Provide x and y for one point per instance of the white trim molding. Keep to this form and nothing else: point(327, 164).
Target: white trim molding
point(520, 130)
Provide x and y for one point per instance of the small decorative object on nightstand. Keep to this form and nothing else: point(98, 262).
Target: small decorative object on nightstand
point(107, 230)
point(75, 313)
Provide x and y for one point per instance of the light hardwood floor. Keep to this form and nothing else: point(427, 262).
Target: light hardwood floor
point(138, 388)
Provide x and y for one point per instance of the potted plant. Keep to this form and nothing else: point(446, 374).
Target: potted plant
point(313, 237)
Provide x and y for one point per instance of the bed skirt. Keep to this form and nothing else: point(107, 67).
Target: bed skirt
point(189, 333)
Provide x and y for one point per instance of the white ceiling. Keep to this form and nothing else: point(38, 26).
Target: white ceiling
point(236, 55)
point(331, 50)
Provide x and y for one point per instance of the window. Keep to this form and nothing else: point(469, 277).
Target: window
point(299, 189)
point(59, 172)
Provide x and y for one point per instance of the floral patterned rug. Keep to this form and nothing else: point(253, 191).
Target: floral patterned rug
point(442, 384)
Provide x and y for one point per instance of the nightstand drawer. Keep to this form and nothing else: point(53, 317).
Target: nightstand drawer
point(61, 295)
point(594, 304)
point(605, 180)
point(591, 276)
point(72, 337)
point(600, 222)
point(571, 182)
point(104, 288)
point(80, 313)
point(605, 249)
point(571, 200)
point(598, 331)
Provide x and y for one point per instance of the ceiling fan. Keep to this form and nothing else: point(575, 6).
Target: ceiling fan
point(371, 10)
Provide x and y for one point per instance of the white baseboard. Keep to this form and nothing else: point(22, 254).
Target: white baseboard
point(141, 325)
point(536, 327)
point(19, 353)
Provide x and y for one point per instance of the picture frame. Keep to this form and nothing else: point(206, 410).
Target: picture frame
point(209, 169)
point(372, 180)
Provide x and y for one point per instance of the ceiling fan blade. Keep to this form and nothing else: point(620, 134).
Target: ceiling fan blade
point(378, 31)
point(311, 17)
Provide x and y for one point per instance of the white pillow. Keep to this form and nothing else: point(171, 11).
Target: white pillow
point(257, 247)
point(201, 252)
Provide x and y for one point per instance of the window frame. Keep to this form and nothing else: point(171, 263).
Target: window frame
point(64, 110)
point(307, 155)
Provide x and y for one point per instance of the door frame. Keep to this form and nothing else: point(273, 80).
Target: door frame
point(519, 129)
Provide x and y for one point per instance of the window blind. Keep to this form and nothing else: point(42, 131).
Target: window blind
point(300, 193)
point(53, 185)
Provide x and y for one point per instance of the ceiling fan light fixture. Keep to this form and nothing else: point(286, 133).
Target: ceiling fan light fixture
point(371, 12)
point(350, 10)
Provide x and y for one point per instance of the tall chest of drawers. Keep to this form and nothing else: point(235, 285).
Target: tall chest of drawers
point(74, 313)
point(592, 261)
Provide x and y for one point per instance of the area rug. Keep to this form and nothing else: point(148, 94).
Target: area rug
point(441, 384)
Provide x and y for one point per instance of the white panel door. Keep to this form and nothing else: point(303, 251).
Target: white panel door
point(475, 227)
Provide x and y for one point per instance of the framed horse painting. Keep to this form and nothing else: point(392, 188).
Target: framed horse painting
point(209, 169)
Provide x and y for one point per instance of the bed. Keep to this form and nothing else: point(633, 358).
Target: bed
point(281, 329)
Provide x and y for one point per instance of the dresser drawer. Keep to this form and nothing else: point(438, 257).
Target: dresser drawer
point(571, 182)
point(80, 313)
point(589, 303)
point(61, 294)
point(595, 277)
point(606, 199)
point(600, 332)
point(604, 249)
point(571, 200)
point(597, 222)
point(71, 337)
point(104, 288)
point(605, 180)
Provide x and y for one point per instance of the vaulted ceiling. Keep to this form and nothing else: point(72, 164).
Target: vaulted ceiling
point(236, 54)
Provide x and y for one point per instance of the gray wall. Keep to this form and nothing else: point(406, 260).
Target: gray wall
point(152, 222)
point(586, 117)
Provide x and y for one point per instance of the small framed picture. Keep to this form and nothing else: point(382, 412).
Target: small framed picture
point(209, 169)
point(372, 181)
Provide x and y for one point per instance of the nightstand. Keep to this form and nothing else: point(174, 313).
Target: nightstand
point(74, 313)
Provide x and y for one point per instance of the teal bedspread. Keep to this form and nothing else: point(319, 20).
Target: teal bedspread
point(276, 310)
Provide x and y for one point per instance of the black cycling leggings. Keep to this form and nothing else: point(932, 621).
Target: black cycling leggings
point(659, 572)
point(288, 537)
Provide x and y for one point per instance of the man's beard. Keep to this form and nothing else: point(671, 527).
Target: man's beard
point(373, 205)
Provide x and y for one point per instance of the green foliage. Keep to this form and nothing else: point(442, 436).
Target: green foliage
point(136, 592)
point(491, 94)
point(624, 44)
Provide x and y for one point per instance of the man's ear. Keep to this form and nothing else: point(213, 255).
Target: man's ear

What needs to be done: Please retype all of the entries above character for character, with no changes.

Worked answer:
Provide x and y for one point per instance of the white trim molding. Keep to this form and nothing else: point(327, 164).
Target: white trim molding
point(520, 130)
Provide x and y for one point per instance of the small decorative object on nightstand. Keep to this form and nothing else: point(98, 262).
Target: small decorative object on nightstand
point(107, 230)
point(75, 313)
Provide x and y for one point per instance of the light hardwood floor. Keep to this form and nothing else: point(427, 262).
Target: light hardwood floor
point(138, 388)
Provide x and y for one point per instance of the potted plant. Keep to this form and nothing else: point(446, 374).
Target: potted plant
point(313, 237)
Provide x and y for one point per instance of the bed skirt. Keep to this form and nothing else: point(107, 67).
Target: bed skirt
point(189, 333)
Provide x and y for one point per instance of the white ceiling. Keep to this form and nothing else: point(38, 26).
Target: white ceiling
point(236, 55)
point(331, 50)
Provide x and y for one point per instance of the window. Keep to this form and nothing else: point(469, 277).
Target: window
point(299, 189)
point(59, 172)
Provide x and y for one point per instance of the floral patterned rug. Keep to this form and nothing else: point(253, 191).
Target: floral patterned rug
point(442, 384)
Provide x and y for one point per instance of the nightstand drawer. Keep to this form and nothing else: point(53, 317).
Target: nightstand drawer
point(61, 295)
point(594, 304)
point(605, 180)
point(591, 276)
point(72, 337)
point(600, 222)
point(571, 182)
point(104, 288)
point(80, 313)
point(605, 249)
point(571, 200)
point(598, 331)
Provide x and y for one point per instance of the ceiling fan. Keep to this form and nothing else: point(575, 6).
Target: ceiling fan
point(371, 10)
Provide x and y for one point per instance of the white baseboard. Keep to this form and nothing else: point(22, 254).
Target: white baseboard
point(141, 325)
point(536, 327)
point(19, 353)
Provide x and y for one point per instance of the picture frame. Keep to this form and nothing else: point(206, 410).
Target: picture frame
point(209, 169)
point(372, 180)
Provide x and y for one point per instance of the ceiling fan blade. Keep to this form and nothing else: point(620, 134).
Target: ceiling fan blade
point(378, 31)
point(311, 17)
Provide x and y for one point per instance of the white pillow. Keep to this form and nothing else: point(171, 11).
Target: white pillow
point(257, 247)
point(201, 252)
Provide x and y for one point per instance of the window frame. Keep to this form and nothing else: point(171, 263).
Target: window frame
point(64, 110)
point(307, 155)
Provide x and y for one point per instance of the door frame. Keep to this form and nothing else: point(273, 80).
Target: door frame
point(519, 129)
Provide x and y for one point per instance of the window blind. Keep to this form and nothing else: point(42, 131).
Target: window blind
point(300, 193)
point(53, 185)
Provide x and y for one point per instance of the ceiling fan light fixture. Keep to this form and nothing else: point(286, 133).
Target: ceiling fan light fixture
point(371, 12)
point(350, 10)
Provide x and y for one point per instance of the tall chest of drawers. Keep to this form and nothing else: point(235, 285).
Target: tall chest of drawers
point(74, 313)
point(592, 261)
Provide x and y for one point per instance of the area rug. Keep to this form and nothing else: point(148, 94).
Target: area rug
point(441, 384)
Provide x and y for one point per instance of the white panel door. Keep to this form and nothing else: point(303, 251).
Target: white panel door
point(475, 227)
Provide x and y for one point per instance of the framed horse painting. Keep to this form and nothing else: point(392, 188).
Target: framed horse painting
point(209, 169)
Provide x and y for one point per instance of the bed. Keep to this form and nothing else: point(633, 358).
Target: bed
point(281, 329)
Provide x and y for one point per instance of the dresser drawer. Keep to this form and nothing else: point(438, 257).
Target: dresser drawer
point(571, 182)
point(80, 313)
point(589, 303)
point(61, 294)
point(595, 277)
point(606, 199)
point(600, 332)
point(604, 249)
point(571, 200)
point(597, 222)
point(71, 337)
point(104, 288)
point(605, 180)
Provide x and y for one point per instance of the vaulted ceiling. Keep to this form and nothing else: point(72, 164).
Target: vaulted ceiling
point(236, 54)
Provide x and y for one point per instance of the gray wall. Keep to this form and nothing else: point(406, 260).
Target: gray wall
point(152, 222)
point(586, 117)
Provide x and y for one point per instance of the small framed picture. Keep to this form and nothing else: point(382, 412).
Target: small framed picture
point(209, 169)
point(372, 181)
Provide x and y for one point per instance of the nightstand. Keep to this form and nothing else: point(174, 313).
Target: nightstand
point(74, 313)
Provide x and y for one point per instance of the teal bedspread. Keep to this form and nothing else: point(319, 20).
Target: teal bedspread
point(276, 310)
Provide x and y for one point per instance of the black cycling leggings. Keep to this form and nothing else: point(932, 621).
Target: black cycling leggings
point(659, 572)
point(288, 537)
Provide x and y for one point per instance of the man's beard. Keep to this form and nothing else: point(671, 527).
Target: man's beard
point(373, 205)
Provide x and y for one point per instance of the green foliage. Keep to this form and nothing else: point(442, 436).
Target: green foliage
point(136, 592)
point(491, 94)
point(624, 44)
Provide x and y for one point per instance of the man's ear. Keep to this form and nothing else: point(213, 255).
Target: man's ear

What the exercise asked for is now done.